Mais les citoyens n'ont aucun pouvoir de contrôle sur la quasi-totalité des flux migratoires, pas seulement l'asile. L'asile a été complètement dévoyé, à la fois par son extension et par le fait qu'il est devenu la filière par excellence d'entrée illégale en Europe. Les déboutés du droit d'asile n'étant que rarement renvoyés dans leur pays, mettre un pied en Europe donne à peu près la garantie de pouvoir y rester. En vertu de l'article 19 de la charte des droits fondamentaux de l'UE, nul ne peut être expulsé ou extradé vers un État où il existe un risque sérieux qu'il soit soumis à la peine de mort, à la torture ou à d'autres peines ou traitements dégradants. L'immigration illégale a noyé notre système juridique, dont il serait présomptueux de dire qu'il reflète une politique migratoire. La «baisse de température» qui a suivi l'accord négocié par Merkel est-il durable ? Quelles couleuvres devrons-nous avaler pour que l'autocrate Erdogan retienne les passeurs ? Que valent les accords avec les Libyens ? Quid du ‘front' espagnol ?

Quant aux flux familiaux, qui ne se limitent pas à la procédure de regroupement familial, ils découlent de droits accordés et garantis par le droit français et le droit européen, tels qu'interprétés par les juges français et européens. Il n'est pas nécessaire d'en dire plus !

---+---

__CONSIGNE__.
Recopiez intégralement l'extrait ci-dessus sur l'asile et les flux migratoires.

__DONNÉES FOURNIES__.
---+---

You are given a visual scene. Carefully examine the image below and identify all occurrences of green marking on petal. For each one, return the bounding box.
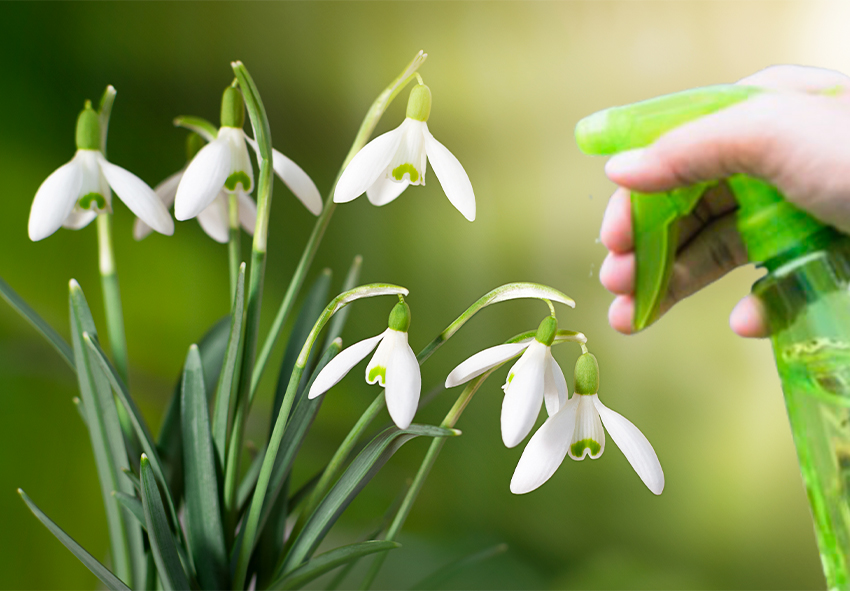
[78,193,106,211]
[224,170,251,191]
[393,163,419,183]
[367,365,387,384]
[570,439,602,458]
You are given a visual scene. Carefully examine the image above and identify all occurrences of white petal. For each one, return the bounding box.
[62,207,97,230]
[245,137,323,215]
[593,395,664,495]
[386,332,422,429]
[568,394,605,460]
[543,347,567,417]
[174,139,231,220]
[511,396,578,495]
[236,191,257,236]
[425,130,475,222]
[366,175,410,206]
[502,341,546,447]
[446,341,531,388]
[98,156,174,236]
[307,333,384,399]
[133,170,183,240]
[28,157,83,242]
[197,191,230,244]
[334,127,403,203]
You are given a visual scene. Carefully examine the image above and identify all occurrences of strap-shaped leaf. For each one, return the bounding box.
[180,345,228,589]
[269,540,401,589]
[141,454,189,590]
[157,316,230,503]
[69,280,137,581]
[0,278,77,371]
[213,263,245,470]
[18,489,130,591]
[277,425,460,573]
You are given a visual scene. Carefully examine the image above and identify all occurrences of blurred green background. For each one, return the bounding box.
[0,1,850,589]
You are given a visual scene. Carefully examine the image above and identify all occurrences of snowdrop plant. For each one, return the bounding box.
[0,52,660,590]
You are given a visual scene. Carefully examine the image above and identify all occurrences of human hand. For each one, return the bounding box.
[599,66,850,337]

---+---

__RÉSULTAT__.
Mais les citoyens n'ont aucun pouvoir de contrôle sur la quasi-totalité des flux migratoires, pas seulement l'asile. L'asile a été complètement dévoyé, à la fois par son extension et par le fait qu'il est devenu la filière par excellence d'entrée illégale en Europe. Les déboutés du droit d'asile n'étant que rarement renvoyés dans leur pays, mettre un pied en Europe donne à peu près la garantie de pouvoir y rester. En vertu de l'article 19 de la charte des droits fondamentaux de l'UE, nul ne peut être expulsé ou extradé vers un État où il existe un risque sérieux qu'il soit soumis à la peine de mort, à la torture ou à d'autres peines ou traitements dégradants. L'immigration illégale a noyé notre système juridique, dont il serait présomptueux de dire qu'il reflète une politique migratoire. La «baisse de température» qui a suivi l'accord négocié par Merkel est-il durable ? Quelles couleuvres devrons-nous avaler pour que l'autocrate Erdogan retienne les passeurs ? Que valent les accords avec les Libyens ? Quid du ‘front' espagnol ?

Quant aux flux familiaux, qui ne se limitent pas à la procédure de regroupement familial, ils découlent de droits accordés et garantis par le droit français et le droit européen, tels qu'interprétés par les juges français et européens. Il n'est pas nécessaire d'en dire plus !